N Disclosure and Attrition Trail
How Licklider tracks sample size from input to analysis, where attrition is recorded, and what the disclosure requirements are for figures with reduced N.
The number of observations that enter an analysis is not always the same as the number in the original dataset. Rows may be dropped due to missing values, outlier exclusions, or preprocessing steps. Licklider tracks this reduction from input to analysis and records it as part of every figure's audit trail.
What gets tracked
For each figure, Licklider records four core counts:
| Measure | Description |
|---|---|
| Input N | The number of rows in the dataset before any analysis-time filtering |
| Analysis N | The number of rows actually used in the analysis |
| Dropped rows | The difference between input N and analysis N |
| Dropped fraction | Dropped rows as a proportion of input N |
When a group column is present, these counts are also broken down by group. When a timepoint column is present, the N at each time point is recorded separately.
These counts are shown separately because a single final N is often not enough to interpret what happened. Input N, Analysis N, and Dropped fraction answer different questions: how much data started the process, how much was actually analyzed, and how much was lost on the way. Group and timepoint breakdowns make it easier to see whether attrition is concentrated in one condition or accumulates over time.
Where to find it
Figure Inspector — Audit Trail tab Select a figure and open the Audit Trail tab in the Inspector. The Sample attrition section shows the N counts recorded at the time the figure was generated.

□ □ □ □ □

[SET OF TASKS]:
1. Extract from the sample-size tracking text, word for word, the passage from "N Disclosure and" to "figure's audit trail.".
2. Continue the text on sample-size tracking and attrition from the point where it stops.

□ □ □ □ □

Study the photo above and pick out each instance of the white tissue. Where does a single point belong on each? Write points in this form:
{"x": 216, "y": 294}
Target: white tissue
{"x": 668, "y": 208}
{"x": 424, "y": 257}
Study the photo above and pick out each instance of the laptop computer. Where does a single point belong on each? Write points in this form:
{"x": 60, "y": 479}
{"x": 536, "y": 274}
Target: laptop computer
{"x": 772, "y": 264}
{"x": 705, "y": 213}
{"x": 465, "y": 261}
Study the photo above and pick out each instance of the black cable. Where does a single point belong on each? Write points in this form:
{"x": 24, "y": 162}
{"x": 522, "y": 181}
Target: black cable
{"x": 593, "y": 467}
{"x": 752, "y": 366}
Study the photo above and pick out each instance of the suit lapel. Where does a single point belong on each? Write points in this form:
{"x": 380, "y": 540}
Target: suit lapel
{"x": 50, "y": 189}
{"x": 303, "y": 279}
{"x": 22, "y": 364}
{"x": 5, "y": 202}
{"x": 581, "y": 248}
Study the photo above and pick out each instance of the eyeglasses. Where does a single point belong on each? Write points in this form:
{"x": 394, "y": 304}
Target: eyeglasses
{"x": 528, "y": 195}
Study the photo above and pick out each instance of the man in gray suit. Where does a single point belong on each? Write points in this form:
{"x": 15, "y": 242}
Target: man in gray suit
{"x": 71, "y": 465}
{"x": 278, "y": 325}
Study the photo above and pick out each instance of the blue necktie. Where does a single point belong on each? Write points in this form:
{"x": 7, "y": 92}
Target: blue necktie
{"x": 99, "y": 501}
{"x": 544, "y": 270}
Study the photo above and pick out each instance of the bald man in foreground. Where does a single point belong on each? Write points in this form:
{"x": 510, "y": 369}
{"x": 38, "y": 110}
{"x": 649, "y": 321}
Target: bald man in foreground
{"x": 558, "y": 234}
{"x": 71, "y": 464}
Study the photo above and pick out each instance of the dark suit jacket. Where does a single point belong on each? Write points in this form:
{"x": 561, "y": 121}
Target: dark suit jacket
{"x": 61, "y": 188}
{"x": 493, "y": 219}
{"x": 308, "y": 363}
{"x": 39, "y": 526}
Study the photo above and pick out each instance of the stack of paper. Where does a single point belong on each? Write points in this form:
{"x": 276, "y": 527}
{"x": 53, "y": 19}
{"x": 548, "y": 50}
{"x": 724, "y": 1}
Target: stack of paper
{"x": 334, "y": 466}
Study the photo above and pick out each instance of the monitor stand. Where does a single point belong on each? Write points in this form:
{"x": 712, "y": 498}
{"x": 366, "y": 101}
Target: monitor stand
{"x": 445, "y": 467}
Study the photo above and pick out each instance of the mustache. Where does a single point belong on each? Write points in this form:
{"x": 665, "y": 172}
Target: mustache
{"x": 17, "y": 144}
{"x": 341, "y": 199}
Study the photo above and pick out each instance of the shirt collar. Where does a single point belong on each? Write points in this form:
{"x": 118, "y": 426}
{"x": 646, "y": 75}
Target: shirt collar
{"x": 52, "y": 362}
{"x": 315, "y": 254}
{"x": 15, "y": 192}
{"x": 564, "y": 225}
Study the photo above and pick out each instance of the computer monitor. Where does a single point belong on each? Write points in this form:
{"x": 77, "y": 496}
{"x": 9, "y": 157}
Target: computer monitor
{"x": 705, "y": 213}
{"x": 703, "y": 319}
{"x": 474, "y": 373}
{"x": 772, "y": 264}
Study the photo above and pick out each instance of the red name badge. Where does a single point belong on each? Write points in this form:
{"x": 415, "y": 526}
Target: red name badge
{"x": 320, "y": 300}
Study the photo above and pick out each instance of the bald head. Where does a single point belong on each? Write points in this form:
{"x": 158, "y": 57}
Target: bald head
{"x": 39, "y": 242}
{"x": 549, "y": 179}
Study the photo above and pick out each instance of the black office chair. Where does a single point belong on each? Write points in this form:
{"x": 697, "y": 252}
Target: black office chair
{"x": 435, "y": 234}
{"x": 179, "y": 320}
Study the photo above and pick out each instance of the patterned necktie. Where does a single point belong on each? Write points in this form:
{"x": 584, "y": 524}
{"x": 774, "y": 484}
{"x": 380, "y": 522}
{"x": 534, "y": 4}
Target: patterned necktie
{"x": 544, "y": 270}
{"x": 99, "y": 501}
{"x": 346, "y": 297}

□ □ □ □ □

[RESPONSES TO THE EXERCISE]:
1.
N Disclosure and Attrition Trail
How Licklider tracks sample size from input to analysis, where attrition is recorded, and what the disclosure requirements are for figures with reduced N.
The number of observations that enter an analysis is not always the same as the number in the original dataset. Rows may be dropped due to missing values, outlier exclusions, or preprocessing steps. Licklider tracks this reduction from input to analysis and records it as part of every figure's audit trail.

2.
The attrition information is captured from the figure's generation metadata and reflects the state at figure generation time, not the current dataset state.
Severity levels
Licklider evaluates the severity of sample attrition and shows it alongside the N counts:
| Severity | Meaning |
|---|---|
| No warning | Attrition is within acceptable bounds |
| Low | Some rows were dropped; the figure is still valid |
| Medium | A notable fraction of rows were dropped |
| High | A large fraction of rows were dropped |
The severity label does not block the figure — it informs your judgment about whether the analysis N is sufficient for the conclusions drawn.
Licklider cannot determine automatically whether attrition is random, whether the remaining sample is still representative, or whether a given severity label implies acceptable bias for your scientific question. A figure with "No warning" can still be biased if the missing observations are systematically different, and a figure with "High" attrition is not automatically invalid if the loss is well understood and appropriately disclosed.
Group-level attrition
When group information is available, the attrition section shows the N for each group. If the number of dropped rows is substantially different across groups — for example, if one group lost a large proportion of observations while others did not — this asymmetry is recorded.
Differential attrition between groups is a potential source of bias: if the observations that were dropped are not missing at random, the remaining data may not represent the intended population equally across conditions.
Timepoint-level N
When a timepoint column is present, the attrition section shows the N at each time point. A reduction in N across time points indicates that some observations were lost over the course of the study.
This information is especially relevant for repeated measures and longitudinal analyses, where the N at each time point affects the interpretation of trends.
Disclosure requirements
When attrition is detected, Licklider requires that it is acknowledged before the figure can be used in a claim-bearing export. The disclosure must confirm that the sample size reduction has been considered and reported.
The disclosure status is visible in the Inspector. If attrition is present but the disclosure is unresolved, the Inspector will indicate that confirmation is required.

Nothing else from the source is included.